Your task: When you copy the material below, keep every line exact and omit the pictures.

[Dataset records]

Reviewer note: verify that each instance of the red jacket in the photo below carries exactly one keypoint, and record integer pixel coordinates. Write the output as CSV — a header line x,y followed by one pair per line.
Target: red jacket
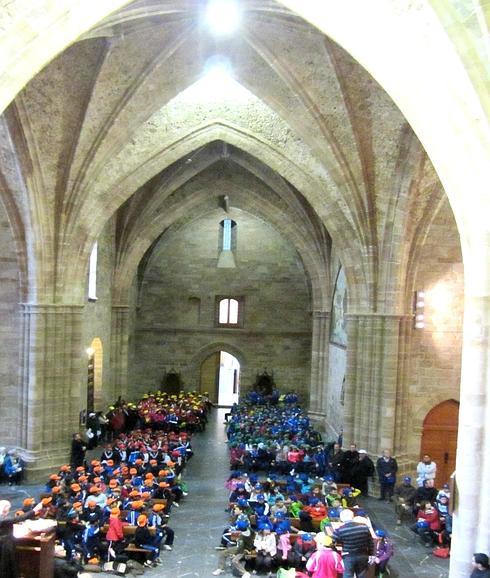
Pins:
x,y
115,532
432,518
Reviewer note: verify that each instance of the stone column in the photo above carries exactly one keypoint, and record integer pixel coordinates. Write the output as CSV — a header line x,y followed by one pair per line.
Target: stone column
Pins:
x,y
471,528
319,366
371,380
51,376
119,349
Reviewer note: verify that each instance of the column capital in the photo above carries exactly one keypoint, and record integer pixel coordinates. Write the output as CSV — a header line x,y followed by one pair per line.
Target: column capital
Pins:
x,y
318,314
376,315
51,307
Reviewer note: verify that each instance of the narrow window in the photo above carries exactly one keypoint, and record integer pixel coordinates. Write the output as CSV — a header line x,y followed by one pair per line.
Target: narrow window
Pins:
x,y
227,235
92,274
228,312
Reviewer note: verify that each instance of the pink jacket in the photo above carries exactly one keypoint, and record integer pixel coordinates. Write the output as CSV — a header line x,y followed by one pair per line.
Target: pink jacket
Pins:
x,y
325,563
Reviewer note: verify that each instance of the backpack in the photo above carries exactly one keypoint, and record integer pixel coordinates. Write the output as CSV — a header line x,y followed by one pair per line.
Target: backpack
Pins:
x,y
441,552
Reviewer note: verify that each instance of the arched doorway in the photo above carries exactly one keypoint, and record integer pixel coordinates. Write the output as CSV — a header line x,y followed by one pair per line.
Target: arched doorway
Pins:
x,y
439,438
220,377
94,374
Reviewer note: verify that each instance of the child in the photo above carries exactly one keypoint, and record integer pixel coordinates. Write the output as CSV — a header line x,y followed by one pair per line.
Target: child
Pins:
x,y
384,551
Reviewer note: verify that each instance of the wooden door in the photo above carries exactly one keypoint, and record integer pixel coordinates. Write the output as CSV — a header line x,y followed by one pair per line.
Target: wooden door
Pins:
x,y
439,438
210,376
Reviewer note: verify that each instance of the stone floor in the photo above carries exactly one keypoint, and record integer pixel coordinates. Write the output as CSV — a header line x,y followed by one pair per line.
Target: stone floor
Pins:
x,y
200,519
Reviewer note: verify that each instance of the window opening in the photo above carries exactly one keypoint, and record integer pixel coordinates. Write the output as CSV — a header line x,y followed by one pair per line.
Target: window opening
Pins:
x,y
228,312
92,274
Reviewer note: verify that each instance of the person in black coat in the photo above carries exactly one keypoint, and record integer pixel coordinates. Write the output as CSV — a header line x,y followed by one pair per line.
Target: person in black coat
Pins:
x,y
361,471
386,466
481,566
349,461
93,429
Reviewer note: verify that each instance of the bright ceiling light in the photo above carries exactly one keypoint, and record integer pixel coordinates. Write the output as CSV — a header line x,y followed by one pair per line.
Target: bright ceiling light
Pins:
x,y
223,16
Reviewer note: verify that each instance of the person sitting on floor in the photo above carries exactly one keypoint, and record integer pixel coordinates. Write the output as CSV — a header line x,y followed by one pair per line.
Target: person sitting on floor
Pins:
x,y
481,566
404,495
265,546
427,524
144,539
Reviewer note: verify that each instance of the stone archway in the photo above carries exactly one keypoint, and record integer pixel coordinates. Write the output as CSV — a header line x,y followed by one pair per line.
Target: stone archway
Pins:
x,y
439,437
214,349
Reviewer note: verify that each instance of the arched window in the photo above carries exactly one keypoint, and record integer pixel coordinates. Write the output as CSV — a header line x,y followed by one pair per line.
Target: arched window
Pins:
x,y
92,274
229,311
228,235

[/Dataset records]

Result for this exercise:
Reviewer note: verify that each instance of the red jacket in the photo below carries exactly one keypoint, and record integer pixel coordinates. Write the output as CSV — a header line x,y followed by one pair per line.
Target: red jacket
Pins:
x,y
115,532
432,518
Reviewer note: verify that each instance of the stone column in the photo above carries exactly one keypoint, and record integer pixel coordinates. Write the output as CSV — a header line x,y followed by one pair per line.
Target: stone column
Pins:
x,y
471,528
319,366
371,380
51,376
119,349
Reviewer note: verify that each instance of the column capital in the photo above carries exactly one keypoint, and record integer pixel coordinates. Write the output as CSV — a header line x,y followed by one pair per line.
Target: column capital
Pins:
x,y
318,314
376,315
51,307
Reviewer note: verify that each instance of the narrow window in the photo above carries exactly one keypoint, and record integer pixel coordinates. Write the output as CSV — a header line x,y followed by one pair per line.
Target: narrow window
Pins:
x,y
227,235
92,274
228,312
Reviewer note: verify that each instance of the pink jacket in the photo above carries exactly one keypoint, and record integer pixel coordinates. Write the output as CSV — a header line x,y followed by one pair per line.
Target: pink jacket
Pins:
x,y
325,563
Reviewer note: verify that each instance of the backpack in the photo above carries exactly one keypoint, and record integer pixel coordinates. Write the output as CSV — a header line x,y followed by one pair per line.
Target: backpack
Pins:
x,y
441,552
Reviewer note: verify that each instance of the arched doorway in the photo above carries exactly one keypoint, and record integer pixel coordinates. Write the output as CSV — a header line x,y followed by one pair per line.
Target: arched doorway
Pins:
x,y
439,438
220,377
94,374
Reviewer note: verify that each instance of the child in the photo above carries exactly one keypoint, and record integer pixel coordinates. Write the output as CSV — a header line x,y followed by one pair per line.
Target: child
Pins:
x,y
384,551
Reviewer note: verify that each instance of the wooden door in the photo above carries exactly one keypoint, and record integer pixel coordinates. Write the output as CSV — a header line x,y followed by one pair per line.
Target: wooden door
Pins:
x,y
439,438
210,376
Reviewer note: verify that each instance of the stone floor in the photo above carries exactly one keypoint, and record integer pixel coordinates. Write the output as CSV — a header line x,y followed by one pair per line.
Target: stone floor
Pins:
x,y
200,519
Reviewer note: verify that each instance of the window opening in the photo above carries exactly one keypoint, and record integer pixel coordinates. Write the output as CSV — a header line x,y followed by one pair per line.
Target: window opening
Pins:
x,y
228,312
92,274
Reviewer note: verify that each instance of the person in black coat in the photo above carries exactly one keypoint, and record integer pixel coordinates. Write the output as CSV — a header line x,y followed by one pair per line.
Target: person in black coat
Pins:
x,y
361,471
386,466
481,566
349,461
93,429
Reviewer note: verify that each instance of the bright ceiling light in the photo above carries exactly one keypoint, and record integer pixel coordinates. Write the output as CSV — a header line x,y followed by one pair per line.
Target: bright ceiling light
Pins:
x,y
223,16
Reviewer note: verify that each instance of the person sitting on floor in the photo above carries exactly one keypoint, and record integer pixel coordinates. Write the output as CSV — a header line x,y followed by one pair per line.
Target: person sitting on floor
Pins:
x,y
481,566
404,495
265,546
427,524
144,539
Reviewer note: verify that each instance of the stone archway in the photo above carries exactly one keypoint, and record integer pixel coordinates. Write the output as CSV — a header line x,y followed by one pair per line.
Target: stone archway
Pins:
x,y
439,437
214,349
Reviewer note: verify that each instance of the arched window in the photo above carries exactly one keypoint, and record integer pixel coordinates. Write the output as CSV — a header line x,y followed by one pair per line.
Target: arched window
Pins:
x,y
92,274
229,311
228,235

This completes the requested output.